### [Record list]

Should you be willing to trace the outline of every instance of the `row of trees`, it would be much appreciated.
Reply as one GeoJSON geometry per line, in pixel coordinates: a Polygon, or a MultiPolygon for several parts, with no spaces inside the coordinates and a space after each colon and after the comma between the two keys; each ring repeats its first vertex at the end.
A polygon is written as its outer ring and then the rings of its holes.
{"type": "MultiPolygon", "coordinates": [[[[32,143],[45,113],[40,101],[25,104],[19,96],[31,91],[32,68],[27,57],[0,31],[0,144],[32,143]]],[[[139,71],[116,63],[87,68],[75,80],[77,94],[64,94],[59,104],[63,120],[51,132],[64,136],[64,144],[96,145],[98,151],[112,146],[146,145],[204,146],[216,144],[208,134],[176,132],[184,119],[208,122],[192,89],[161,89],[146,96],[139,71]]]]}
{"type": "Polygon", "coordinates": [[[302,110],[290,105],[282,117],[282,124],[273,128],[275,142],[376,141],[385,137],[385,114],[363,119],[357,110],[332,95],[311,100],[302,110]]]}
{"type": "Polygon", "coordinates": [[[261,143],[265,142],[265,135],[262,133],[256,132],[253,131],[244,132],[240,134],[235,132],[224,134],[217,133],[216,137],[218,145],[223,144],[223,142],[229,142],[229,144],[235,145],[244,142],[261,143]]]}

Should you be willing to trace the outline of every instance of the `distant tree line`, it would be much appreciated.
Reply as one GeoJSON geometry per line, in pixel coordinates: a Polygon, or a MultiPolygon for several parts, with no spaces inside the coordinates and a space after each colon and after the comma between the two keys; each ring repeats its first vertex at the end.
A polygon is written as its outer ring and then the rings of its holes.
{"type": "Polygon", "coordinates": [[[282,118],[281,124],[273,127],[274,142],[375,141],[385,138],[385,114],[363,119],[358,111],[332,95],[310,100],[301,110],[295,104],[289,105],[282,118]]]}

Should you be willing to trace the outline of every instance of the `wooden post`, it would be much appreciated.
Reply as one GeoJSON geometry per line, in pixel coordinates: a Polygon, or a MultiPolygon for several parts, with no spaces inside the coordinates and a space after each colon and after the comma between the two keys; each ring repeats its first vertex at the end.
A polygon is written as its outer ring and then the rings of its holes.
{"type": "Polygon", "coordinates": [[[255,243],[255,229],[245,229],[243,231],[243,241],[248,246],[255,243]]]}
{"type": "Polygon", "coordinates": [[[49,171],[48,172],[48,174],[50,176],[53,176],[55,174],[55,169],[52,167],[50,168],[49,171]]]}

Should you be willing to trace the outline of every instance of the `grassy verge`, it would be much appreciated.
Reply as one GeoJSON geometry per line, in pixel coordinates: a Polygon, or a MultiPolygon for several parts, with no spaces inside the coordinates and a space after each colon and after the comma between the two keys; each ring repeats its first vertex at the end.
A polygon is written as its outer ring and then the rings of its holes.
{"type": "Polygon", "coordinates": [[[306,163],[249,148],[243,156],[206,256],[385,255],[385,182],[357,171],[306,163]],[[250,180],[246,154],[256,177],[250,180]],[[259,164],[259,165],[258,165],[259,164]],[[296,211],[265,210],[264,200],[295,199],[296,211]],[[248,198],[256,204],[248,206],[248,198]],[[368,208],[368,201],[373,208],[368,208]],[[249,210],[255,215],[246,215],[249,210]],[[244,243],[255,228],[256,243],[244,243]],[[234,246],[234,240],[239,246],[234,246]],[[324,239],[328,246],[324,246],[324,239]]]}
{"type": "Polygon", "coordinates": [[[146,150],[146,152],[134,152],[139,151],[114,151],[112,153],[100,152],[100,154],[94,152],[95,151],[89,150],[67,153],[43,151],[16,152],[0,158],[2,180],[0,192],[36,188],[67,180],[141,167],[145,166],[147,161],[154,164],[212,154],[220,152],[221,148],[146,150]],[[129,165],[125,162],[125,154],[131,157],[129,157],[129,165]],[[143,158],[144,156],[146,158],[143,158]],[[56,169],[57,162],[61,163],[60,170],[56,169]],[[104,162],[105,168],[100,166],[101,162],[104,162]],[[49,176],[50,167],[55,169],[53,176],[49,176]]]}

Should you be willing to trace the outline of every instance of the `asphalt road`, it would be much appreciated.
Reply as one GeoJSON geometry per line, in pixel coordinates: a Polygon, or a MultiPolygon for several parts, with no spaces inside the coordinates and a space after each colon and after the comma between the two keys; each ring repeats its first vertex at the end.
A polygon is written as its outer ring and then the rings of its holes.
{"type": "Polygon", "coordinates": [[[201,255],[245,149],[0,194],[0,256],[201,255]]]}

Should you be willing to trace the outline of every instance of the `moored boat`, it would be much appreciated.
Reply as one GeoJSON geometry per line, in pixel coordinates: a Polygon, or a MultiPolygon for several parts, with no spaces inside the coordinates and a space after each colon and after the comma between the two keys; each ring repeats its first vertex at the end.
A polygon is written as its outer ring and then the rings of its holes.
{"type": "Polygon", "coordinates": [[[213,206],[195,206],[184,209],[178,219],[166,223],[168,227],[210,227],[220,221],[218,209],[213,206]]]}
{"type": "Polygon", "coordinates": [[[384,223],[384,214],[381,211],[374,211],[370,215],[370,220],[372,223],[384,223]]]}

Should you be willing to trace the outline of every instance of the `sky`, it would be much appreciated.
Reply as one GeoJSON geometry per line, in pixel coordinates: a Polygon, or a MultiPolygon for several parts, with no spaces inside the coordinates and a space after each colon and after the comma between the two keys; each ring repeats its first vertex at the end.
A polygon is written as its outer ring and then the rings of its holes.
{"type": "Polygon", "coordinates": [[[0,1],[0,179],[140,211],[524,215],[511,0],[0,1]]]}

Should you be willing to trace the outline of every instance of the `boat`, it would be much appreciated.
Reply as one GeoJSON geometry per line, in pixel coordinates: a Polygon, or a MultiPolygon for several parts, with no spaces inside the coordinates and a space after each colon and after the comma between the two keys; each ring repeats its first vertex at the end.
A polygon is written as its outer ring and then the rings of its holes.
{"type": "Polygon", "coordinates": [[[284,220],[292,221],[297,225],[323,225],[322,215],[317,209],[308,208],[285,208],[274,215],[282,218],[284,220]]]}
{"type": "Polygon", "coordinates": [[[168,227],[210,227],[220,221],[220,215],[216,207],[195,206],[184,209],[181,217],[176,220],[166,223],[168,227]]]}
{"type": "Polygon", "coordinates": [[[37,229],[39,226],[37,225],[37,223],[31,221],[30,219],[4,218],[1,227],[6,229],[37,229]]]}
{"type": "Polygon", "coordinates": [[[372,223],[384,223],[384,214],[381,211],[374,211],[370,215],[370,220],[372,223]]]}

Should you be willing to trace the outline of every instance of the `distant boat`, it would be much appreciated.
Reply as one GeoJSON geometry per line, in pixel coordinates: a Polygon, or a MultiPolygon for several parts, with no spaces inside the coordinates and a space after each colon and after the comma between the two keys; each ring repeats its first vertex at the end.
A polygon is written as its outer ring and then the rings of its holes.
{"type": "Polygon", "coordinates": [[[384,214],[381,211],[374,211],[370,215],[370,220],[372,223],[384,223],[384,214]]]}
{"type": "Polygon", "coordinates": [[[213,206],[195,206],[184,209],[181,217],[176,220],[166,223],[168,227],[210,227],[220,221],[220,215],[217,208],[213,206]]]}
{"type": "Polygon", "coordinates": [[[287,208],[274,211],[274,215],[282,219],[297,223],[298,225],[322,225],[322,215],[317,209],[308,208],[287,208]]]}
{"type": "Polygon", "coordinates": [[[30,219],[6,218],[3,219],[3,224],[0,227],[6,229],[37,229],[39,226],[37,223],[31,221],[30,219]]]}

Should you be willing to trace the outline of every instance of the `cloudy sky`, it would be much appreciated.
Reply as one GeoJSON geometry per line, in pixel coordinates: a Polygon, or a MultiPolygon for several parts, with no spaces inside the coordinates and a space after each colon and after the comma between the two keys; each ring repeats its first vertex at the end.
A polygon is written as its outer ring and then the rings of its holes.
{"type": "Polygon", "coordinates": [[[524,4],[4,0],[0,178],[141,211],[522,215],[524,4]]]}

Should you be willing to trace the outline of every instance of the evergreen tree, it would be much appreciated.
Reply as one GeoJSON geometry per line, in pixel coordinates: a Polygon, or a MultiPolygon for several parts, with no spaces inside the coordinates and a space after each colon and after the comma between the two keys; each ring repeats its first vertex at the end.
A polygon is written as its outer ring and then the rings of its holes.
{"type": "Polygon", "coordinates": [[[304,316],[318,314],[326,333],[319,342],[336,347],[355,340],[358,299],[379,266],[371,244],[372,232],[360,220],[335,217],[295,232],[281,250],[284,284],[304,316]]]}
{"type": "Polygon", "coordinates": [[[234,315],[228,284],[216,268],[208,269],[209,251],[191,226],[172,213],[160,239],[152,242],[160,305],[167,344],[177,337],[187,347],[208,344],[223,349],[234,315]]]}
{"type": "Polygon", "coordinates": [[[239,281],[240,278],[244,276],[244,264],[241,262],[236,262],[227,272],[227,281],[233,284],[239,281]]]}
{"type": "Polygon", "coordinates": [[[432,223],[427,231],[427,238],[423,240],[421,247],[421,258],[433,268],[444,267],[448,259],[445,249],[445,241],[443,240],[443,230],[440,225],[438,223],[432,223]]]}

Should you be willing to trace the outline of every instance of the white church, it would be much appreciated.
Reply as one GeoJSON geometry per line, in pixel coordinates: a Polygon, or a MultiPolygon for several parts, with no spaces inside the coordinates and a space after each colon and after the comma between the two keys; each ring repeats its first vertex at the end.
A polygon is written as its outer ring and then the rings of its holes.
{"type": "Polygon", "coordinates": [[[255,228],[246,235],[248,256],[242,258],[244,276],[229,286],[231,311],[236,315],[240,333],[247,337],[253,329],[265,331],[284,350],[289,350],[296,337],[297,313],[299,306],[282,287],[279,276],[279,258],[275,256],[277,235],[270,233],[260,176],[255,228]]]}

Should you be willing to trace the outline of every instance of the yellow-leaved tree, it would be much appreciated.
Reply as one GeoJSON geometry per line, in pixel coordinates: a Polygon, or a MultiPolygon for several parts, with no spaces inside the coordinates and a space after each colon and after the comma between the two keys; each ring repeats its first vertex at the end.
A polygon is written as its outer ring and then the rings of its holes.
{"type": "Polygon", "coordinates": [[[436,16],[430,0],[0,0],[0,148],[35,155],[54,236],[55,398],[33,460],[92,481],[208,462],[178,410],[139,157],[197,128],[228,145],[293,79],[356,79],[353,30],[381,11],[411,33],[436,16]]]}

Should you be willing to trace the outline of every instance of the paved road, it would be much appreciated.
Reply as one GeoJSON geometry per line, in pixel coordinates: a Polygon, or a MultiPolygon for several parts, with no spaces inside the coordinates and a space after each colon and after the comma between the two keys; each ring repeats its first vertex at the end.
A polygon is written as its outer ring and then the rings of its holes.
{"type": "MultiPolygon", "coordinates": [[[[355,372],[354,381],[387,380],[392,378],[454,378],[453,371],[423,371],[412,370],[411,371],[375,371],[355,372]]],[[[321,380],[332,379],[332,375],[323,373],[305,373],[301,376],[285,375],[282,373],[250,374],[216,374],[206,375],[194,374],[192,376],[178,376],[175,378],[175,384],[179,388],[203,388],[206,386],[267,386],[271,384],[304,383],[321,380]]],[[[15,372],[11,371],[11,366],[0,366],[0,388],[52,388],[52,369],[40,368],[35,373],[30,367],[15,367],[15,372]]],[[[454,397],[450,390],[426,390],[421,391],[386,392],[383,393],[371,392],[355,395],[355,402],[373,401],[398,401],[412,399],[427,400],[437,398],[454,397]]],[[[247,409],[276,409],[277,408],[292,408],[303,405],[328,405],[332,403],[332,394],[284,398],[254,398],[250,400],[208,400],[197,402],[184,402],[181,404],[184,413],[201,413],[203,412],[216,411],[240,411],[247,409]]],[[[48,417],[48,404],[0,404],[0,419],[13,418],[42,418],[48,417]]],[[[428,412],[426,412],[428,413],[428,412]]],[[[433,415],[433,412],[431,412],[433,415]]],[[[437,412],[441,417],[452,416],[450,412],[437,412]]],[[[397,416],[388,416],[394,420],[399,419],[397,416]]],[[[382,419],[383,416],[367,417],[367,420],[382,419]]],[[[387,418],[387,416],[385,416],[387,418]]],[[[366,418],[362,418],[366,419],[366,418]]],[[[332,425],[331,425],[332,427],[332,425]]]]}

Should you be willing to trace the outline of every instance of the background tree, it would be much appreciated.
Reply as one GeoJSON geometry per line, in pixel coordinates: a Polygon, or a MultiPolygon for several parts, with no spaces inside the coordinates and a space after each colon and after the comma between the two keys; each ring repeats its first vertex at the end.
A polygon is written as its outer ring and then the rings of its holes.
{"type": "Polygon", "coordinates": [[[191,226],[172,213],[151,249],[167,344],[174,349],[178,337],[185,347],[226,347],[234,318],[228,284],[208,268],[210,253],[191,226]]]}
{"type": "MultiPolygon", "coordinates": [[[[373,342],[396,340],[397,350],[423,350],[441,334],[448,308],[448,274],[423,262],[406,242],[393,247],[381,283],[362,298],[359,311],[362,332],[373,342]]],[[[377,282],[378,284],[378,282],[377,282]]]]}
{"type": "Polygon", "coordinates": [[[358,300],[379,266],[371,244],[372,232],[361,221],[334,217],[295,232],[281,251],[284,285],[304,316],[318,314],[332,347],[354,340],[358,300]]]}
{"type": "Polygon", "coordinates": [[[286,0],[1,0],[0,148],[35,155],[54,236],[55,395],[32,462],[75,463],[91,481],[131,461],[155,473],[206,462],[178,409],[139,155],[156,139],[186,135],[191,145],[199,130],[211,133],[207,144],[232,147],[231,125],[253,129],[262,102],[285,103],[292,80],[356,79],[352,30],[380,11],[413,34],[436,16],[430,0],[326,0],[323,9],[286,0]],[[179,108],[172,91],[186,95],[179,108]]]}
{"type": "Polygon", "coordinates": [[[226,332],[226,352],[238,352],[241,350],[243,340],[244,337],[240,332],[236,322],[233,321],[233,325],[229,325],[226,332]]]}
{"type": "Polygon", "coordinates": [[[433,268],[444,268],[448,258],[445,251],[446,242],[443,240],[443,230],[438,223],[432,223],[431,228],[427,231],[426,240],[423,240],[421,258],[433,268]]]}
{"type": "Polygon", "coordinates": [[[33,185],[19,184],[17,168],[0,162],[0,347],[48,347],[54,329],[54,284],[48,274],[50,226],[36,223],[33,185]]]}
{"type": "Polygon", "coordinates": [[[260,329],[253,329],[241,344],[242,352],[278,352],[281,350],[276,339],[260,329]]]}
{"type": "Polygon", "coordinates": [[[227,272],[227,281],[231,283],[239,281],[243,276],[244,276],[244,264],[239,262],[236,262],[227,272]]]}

### [Task directions]
Find each line in the rows above that contains the word "road" and copy it out.

### [Response for this exercise]
Should you be willing to trace the outline of every instance of the `asphalt road`, it would be much appreciated.
Should you be willing to trace the outline of every instance of the paved road, it would be much appreciated.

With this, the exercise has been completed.